The Aspendos International Opera and Ballet Festival (in Turkish: Aspendos Uluslararası Opera ve Bale Festivali) has been organized  in Aspendos, near Antalya, Turkey by the Turkish State Opera and Ballet directorate since 1994 with international participation by opera and ballet companies from several countries. The festival is held annually each June and July in the two-thousand-year-old Roman theatre. The theatre is noted as one of the best preserved antique theatres in the world, with many original features of the building remaining intact.

Past performances
As an example, in 2006, a wide variety of productions were presented by companies such as the Ankara State Opera and Ballet (a popular opera such as Aida) and the Mersin State Opera and Ballet with La Bayadère by Léon Minkus, Carmen (Georges Bizet), and Carmina Burana by (Carl Orff).

Task prompt: How would you put this sentence from the Aspendos festival text into Spanish: "The festival is held annually each June and July in the two-thousand-year-old Roman theatre."?

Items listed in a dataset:
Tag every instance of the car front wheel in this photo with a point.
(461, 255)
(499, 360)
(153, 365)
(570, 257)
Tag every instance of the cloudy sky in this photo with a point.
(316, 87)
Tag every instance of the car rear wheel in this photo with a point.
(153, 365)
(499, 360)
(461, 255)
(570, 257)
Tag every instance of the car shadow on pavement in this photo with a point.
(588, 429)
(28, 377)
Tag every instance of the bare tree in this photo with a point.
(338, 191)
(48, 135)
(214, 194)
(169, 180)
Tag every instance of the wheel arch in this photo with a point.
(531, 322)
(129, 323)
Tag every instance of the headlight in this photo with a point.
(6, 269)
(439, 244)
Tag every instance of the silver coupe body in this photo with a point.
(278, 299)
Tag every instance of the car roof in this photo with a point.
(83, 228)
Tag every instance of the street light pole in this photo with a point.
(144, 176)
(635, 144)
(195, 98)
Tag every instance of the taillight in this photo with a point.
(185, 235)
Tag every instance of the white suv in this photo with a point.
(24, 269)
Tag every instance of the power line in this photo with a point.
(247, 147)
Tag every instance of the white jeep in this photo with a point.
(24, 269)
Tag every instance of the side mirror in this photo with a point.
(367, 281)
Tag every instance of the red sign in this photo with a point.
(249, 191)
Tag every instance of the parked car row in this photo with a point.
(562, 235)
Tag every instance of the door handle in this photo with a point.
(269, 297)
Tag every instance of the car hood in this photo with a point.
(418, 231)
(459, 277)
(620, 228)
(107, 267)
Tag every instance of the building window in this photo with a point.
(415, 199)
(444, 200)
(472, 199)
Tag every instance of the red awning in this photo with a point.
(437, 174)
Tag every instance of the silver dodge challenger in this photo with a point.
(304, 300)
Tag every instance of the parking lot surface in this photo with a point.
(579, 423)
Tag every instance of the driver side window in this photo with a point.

Answer to the problem: El festival se celebra anualmente cada junio y julio en el teatro romano de dos mil años de antigüedad.